« On ne tourne jamais la page » : si aujourd’hui 80% des enfants atteints d’un cancer guérissent, les séquelles restent et peuvent même surgir des décennies après la rémission, prenant souvent au dépourvu des malades devenus adultes.
La vie de Cécile Favré, 47 ans aujourd’hui, a basculé à l’adolescence. À 16 ans, on lui diagnostique un sarcome d’Ewing, un cancer osseux. Son cancer est traité par neuf mois de chimiothérapie, une autogreffe, l’ablation d’un os de la hanche et un traitement orthopédique.
Trente ans après, les séquelles sont toujours là. Pour les anciens petits patients devenus adultes, « il y a constamment une épée de Damoclès au-dessus de notre tête », confie-t-elle à l’AFP. « Je vis avec des douleurs en permanence, qui arrivent sous forme de pics. J’ai été infertile, eu une ménopause précoce, des problèmes d’audition, des tumeurs bénignes au niveau des reins, et tout le côté gauche de mon corps s’abîme ».

══════════════════════════════

> **CONSIGNES DE L'EXERCICE**:
**1)** Répondez à ces questions sur le texte consacré aux séquelles du cancer de l'enfant :
(a) Quelle part des enfants atteints d'un cancer guérissent aujourd'hui ?
(b) À quel âge Cécile Favré a-t-elle appris qu'elle avait un sarcome d'Ewing ?
(c) À quelle agence a-t-elle confié son témoignage ?
**2)** Reproduisez s'il vous plaît, à l'identique, le passage du texte consacré aux séquelles du cancer de l'enfant, de « La vie de Cécile » à « un traitement orthopédique. ».
Les enregistrements qui suivent proviennent d'une autre source.

══════════════════════════════

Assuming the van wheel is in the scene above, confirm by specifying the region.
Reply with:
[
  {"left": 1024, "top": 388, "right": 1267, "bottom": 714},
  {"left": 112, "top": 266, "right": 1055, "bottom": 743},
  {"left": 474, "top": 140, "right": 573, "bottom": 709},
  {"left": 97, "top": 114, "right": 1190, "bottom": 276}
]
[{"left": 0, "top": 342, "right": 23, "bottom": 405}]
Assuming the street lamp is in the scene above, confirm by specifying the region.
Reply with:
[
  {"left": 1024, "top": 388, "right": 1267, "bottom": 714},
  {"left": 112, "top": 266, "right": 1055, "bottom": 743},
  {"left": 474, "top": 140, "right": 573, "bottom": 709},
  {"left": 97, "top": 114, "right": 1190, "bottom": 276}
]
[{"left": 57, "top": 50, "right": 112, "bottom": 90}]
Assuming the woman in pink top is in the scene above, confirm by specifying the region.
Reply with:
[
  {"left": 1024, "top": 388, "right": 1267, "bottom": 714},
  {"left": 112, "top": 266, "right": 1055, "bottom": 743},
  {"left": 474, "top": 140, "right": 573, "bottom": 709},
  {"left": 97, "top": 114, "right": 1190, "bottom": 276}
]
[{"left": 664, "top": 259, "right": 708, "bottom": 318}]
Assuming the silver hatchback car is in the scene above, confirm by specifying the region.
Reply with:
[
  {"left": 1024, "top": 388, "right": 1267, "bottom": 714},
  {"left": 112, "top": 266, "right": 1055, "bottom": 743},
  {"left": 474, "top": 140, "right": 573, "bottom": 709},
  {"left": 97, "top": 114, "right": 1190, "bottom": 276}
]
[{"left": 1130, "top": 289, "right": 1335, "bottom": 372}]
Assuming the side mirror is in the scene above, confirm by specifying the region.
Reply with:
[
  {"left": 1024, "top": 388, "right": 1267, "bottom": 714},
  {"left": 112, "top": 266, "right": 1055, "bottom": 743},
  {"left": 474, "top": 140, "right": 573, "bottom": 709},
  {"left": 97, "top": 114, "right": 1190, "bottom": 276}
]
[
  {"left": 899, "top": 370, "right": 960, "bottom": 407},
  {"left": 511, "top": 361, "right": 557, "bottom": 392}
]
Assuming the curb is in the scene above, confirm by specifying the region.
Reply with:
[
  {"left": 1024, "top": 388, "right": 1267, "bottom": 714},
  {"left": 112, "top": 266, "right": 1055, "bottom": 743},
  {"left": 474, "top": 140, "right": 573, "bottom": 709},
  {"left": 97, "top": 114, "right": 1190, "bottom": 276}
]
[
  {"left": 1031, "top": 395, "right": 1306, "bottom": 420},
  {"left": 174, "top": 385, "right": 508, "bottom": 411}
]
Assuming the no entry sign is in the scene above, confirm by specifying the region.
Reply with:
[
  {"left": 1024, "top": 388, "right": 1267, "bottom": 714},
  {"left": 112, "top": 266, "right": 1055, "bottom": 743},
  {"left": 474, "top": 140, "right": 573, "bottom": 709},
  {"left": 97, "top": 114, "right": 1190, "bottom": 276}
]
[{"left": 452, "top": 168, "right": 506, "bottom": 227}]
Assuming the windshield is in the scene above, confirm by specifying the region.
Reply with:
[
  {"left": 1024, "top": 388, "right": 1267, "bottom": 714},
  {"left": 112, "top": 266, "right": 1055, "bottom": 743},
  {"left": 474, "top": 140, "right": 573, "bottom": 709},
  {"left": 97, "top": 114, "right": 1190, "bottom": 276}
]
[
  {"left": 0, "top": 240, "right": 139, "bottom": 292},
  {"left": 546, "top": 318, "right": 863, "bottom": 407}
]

══════════════════════════════

> **TÂCHES CORRIGÉES**:
**1)**
(a) 80 %
(b) À 16 ans
(c) À l'AFP

**2)**
La vie de Cécile Favré, 47 ans aujourd’hui, a basculé à l’adolescence. À 16 ans, on lui diagnostique un sarcome d’Ewing, un cancer osseux. Son cancer est traité par neuf mois de chimiothérapie, une autogreffe, l’ablation d’un os de la hanche et un traitement orthopédique.